• Records:

[Start of section]

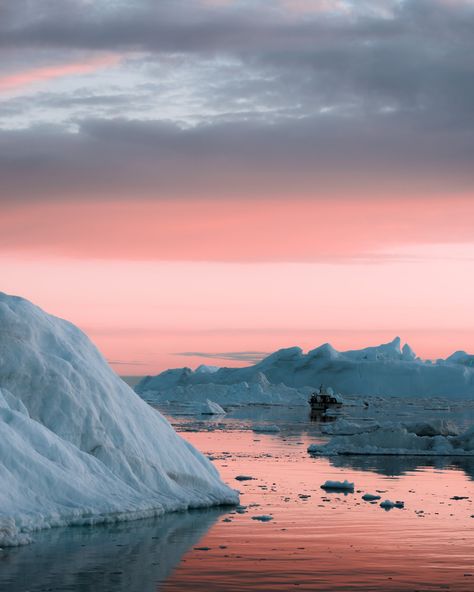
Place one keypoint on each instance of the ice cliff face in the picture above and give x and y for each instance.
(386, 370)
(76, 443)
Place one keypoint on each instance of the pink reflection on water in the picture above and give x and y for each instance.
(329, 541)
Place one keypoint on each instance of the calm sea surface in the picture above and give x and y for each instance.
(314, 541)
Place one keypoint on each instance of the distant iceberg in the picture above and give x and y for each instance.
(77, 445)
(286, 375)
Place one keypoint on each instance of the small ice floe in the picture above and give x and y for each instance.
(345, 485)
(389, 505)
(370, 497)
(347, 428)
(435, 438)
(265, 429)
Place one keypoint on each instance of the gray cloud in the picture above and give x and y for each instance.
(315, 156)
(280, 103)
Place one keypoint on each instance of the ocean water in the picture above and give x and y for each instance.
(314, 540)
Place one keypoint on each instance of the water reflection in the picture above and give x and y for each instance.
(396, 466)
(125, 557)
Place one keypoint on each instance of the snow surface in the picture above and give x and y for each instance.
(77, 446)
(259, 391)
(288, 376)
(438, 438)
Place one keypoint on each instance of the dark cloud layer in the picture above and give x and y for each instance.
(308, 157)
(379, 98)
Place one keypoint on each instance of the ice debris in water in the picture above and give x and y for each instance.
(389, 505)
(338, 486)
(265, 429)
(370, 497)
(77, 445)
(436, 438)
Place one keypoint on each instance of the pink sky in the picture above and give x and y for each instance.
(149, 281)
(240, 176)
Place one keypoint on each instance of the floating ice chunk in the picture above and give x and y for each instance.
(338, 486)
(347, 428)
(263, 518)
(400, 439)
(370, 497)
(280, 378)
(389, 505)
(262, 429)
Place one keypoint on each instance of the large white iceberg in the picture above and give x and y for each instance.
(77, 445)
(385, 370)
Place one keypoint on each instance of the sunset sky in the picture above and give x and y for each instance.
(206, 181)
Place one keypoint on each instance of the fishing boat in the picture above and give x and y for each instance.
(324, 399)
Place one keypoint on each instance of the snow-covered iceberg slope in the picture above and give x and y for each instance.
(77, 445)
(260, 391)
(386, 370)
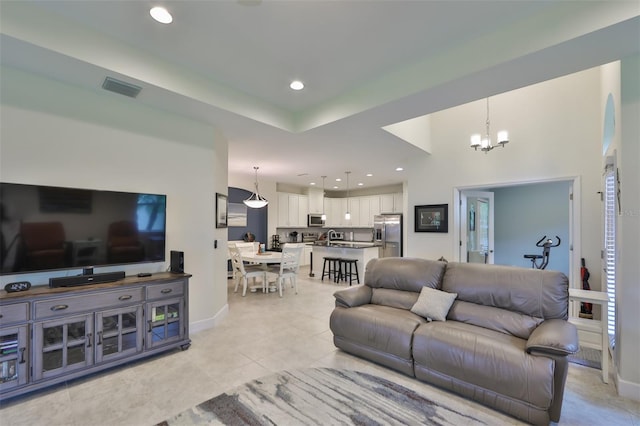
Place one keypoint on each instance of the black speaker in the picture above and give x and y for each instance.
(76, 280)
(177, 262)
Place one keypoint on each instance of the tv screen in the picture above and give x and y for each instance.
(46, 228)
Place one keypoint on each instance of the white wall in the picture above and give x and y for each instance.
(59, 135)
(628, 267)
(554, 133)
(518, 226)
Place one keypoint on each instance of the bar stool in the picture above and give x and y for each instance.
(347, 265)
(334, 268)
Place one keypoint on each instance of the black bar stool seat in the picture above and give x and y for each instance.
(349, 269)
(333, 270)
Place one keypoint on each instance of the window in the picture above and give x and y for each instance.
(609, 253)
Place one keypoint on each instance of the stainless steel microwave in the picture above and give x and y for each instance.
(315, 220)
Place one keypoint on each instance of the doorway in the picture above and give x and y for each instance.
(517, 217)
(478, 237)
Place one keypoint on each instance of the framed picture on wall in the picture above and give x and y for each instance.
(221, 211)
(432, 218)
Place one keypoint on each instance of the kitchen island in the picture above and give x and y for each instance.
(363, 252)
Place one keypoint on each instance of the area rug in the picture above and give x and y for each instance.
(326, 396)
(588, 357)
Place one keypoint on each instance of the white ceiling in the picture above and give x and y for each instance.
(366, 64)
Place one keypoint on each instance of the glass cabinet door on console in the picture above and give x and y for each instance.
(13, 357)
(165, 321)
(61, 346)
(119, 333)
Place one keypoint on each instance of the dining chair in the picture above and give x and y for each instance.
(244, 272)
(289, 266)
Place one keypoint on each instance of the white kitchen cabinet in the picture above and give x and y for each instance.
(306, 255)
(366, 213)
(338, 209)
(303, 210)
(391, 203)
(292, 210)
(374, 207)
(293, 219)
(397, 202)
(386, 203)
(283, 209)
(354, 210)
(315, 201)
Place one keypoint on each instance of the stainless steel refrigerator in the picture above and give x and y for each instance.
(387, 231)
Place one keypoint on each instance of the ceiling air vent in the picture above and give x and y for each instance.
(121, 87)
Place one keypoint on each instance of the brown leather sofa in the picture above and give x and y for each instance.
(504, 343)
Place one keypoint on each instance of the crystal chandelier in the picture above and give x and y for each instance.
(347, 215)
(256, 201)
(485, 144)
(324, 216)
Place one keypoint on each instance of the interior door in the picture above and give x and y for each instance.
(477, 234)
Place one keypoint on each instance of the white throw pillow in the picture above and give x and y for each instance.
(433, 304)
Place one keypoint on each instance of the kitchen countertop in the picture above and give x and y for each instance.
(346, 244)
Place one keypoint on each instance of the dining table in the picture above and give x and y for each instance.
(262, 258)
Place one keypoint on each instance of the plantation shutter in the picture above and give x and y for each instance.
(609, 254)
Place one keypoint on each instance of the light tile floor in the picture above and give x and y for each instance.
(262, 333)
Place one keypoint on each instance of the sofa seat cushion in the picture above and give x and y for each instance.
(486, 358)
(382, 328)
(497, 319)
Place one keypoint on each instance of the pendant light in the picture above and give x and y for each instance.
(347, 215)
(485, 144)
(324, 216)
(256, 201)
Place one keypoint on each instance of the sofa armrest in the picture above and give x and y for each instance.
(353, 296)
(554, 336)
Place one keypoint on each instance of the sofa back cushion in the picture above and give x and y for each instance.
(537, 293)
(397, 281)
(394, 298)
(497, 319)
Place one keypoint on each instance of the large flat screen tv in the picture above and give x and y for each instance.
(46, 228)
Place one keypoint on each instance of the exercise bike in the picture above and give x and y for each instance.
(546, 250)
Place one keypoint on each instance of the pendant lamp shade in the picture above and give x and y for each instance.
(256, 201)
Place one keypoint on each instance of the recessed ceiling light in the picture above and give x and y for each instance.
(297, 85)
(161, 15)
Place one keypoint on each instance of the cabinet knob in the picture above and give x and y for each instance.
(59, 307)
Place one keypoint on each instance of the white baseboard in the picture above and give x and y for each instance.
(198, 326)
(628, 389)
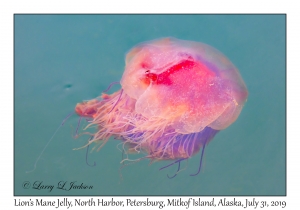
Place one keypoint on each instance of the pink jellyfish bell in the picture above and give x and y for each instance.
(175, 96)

[End of section]

• Description of the task: The entries above need to be repeated in full, word for word. Skip the images.

• Completed task:
Place one keypoint on each instance of the ice cliff face in the picture above and give x and y for each instance.
(386, 370)
(76, 443)
Place one keypoint on each instance of the pink reflection on water in the picture above and give x and y for each instance.
(329, 541)
Place one keypoint on each instance of the calm sea surface in the picture above and give x and y for each instance.
(314, 541)
Place one keypoint on each instance of the distant iceberg in the picture above and give x and y for each instance.
(77, 445)
(286, 375)
Place one keypoint on each instance of the small ice floe in the picture above and give x and y for each instance.
(345, 485)
(389, 505)
(370, 497)
(347, 428)
(435, 438)
(265, 429)
Place one keypoint on each instance of the gray cloud in the picture above and give x and y for each instance.
(315, 156)
(280, 103)
Place one keypoint on each instance of the ocean water in the picture above and give x and y for each instance.
(314, 540)
Place one keypoint on each instance of the water reflection in the picture above and give x and y for each instance.
(396, 466)
(125, 557)
Place one keypoint on each instance of the snow surface in the picture above and give x and y for each instance.
(77, 446)
(259, 391)
(288, 376)
(438, 438)
Place one keypoint on each instance of the dark cloud layer in the picture above and give x and y for each instance.
(308, 157)
(379, 98)
Place one keypoint on each instance of the ice debris in water in the picture above and give x and y for each instance.
(389, 505)
(338, 486)
(265, 429)
(370, 497)
(77, 445)
(436, 438)
Place one keypoint on each instance of the pink sky in the picture above and give x and y for each instance.
(149, 281)
(240, 176)
Place one keypoint on each instance of the floating ice chunk in the picture above and give x and y for each instance.
(338, 486)
(347, 428)
(263, 518)
(400, 439)
(370, 497)
(280, 378)
(389, 505)
(262, 429)
Place one keypoint on each instance of the large white iceberg in the picture above and give x and y for each instance.
(77, 445)
(385, 370)
Place one keypoint on each instance of the sunset sky in the picture above and give x and y for each instance.
(206, 181)
Place one keypoint on each instance of the fishing boat in the picture above and give x and y for each instance.
(324, 399)
Place one keypoint on each instance of the snow-covered iceberg slope in the picture above and give x and y for each instance.
(77, 445)
(260, 391)
(386, 370)
Place one keypoint on each instance of the black speaker in the picture above and give x and y for each instance.
(76, 280)
(177, 262)
Place one keypoint on each instance of the tv screen in the picture above and give x and y for each instance.
(46, 228)
Place one keypoint on each instance of the white wall in the picture above and give x and y for each instance.
(59, 135)
(628, 267)
(554, 133)
(518, 226)
Place one keypoint on each instance of the bar stool in the picture above and give x and y for each instance.
(347, 265)
(334, 268)
Place one keypoint on each instance of the black bar stool seat in the picture above and give x and y for each instance.
(349, 269)
(333, 270)
Place one keypoint on each instance of the window in the picture above and give x and y for each instance.
(609, 253)
Place one keypoint on each instance of the stainless steel microwave in the picture above and give x and y for each instance.
(315, 220)
Place one keypoint on each instance of the doorway in the picture above and give x and y for each instance.
(517, 217)
(478, 237)
Place one keypoint on each instance of the framed picture on wall in the picture above and give x and y for each instance.
(221, 211)
(432, 218)
Place one keypoint on each instance of the kitchen island in the picture above and give x and y for each instance.
(363, 252)
Place one keypoint on each instance of the area rug in the picture above and give x and y for each instance.
(326, 396)
(588, 357)
Place one keypoint on each instance of the white ceiling in the picture above and give x and y for each instance.
(366, 64)
Place one keypoint on each instance of the glass cabinet door on console in the picture above and give x and y for each instance.
(13, 357)
(165, 321)
(61, 346)
(119, 333)
Place one keypoint on each instance of the dining chair in the picture above and give x and y for each instance.
(244, 272)
(289, 266)
Place one keypoint on each instance of the white kitchen cabinet in the picture above and give x and y for each instance.
(306, 255)
(366, 213)
(338, 209)
(303, 210)
(391, 203)
(292, 210)
(374, 207)
(293, 219)
(397, 202)
(386, 203)
(283, 209)
(354, 210)
(315, 201)
Place one keypoint on each instance of the stainless steel refrigerator in the picture above and give x and y for each instance.
(387, 231)
Place one keypoint on each instance of the ceiling air vent in the picture above and give x and y for each instance.
(121, 87)
Place one keypoint on each instance of the brown leather sofa in the picture above and give x and y for each instance.
(504, 343)
Place one keypoint on each instance of the crystal chandelier in the picture above and give x and y for each instance.
(347, 215)
(256, 201)
(485, 144)
(324, 216)
Place one keypoint on each instance of the interior door in the picture above and give x and y for each instance.
(477, 234)
Place one keypoint on each instance of the white throw pillow in the picture above and give x and y for each instance.
(433, 304)
Place one keypoint on each instance of the kitchen countertop in the picture above and give x and y for each instance.
(346, 244)
Place one keypoint on each instance of the dining table in the picture above and give x and y for each instance.
(262, 258)
Place one keypoint on each instance of the plantation shutter in the picture above and give x and y for each instance.
(609, 254)
Place one keypoint on each instance of the light tile floor in the picture above and give x and y for each instance.
(262, 333)
Place one keypoint on each instance of the sofa seat cushion in the picture above and give x and y for each instance.
(486, 358)
(382, 328)
(497, 319)
Place one keypoint on each instance of the pendant light in the picture above and give x and y for each instance.
(347, 215)
(485, 144)
(324, 216)
(256, 201)
Place one keypoint on each instance of the sofa armrest in the picture above and give x and y for each instance.
(353, 296)
(554, 336)
Place one keypoint on each instance of the sofa back cushion in the picture above and give x and y for each instance.
(537, 293)
(397, 281)
(394, 298)
(497, 319)
Place one keypoint on each instance of the large flat screen tv in the picture above and give x and y for each instance.
(46, 228)
Place one keypoint on each instance of the exercise bike in the picture above and give x and y for each instance.
(546, 250)
Place one keypoint on each instance of the pendant lamp shade in the picture above and give x and y for each instance.
(256, 201)
Place one keypoint on each instance of the recessed ceiling light in the picture above and give x and y for each instance.
(297, 85)
(161, 15)
Place one keypoint on each instance of the cabinet knob in the picture above and give x and y for each instance.
(59, 307)
Place one keypoint on each instance of the white baseboard in the picture above and give x and y for each instance.
(198, 326)
(628, 389)
Place one keypoint on each instance of the pink jellyfish bell in the picture above and give x and y for each instance.
(175, 96)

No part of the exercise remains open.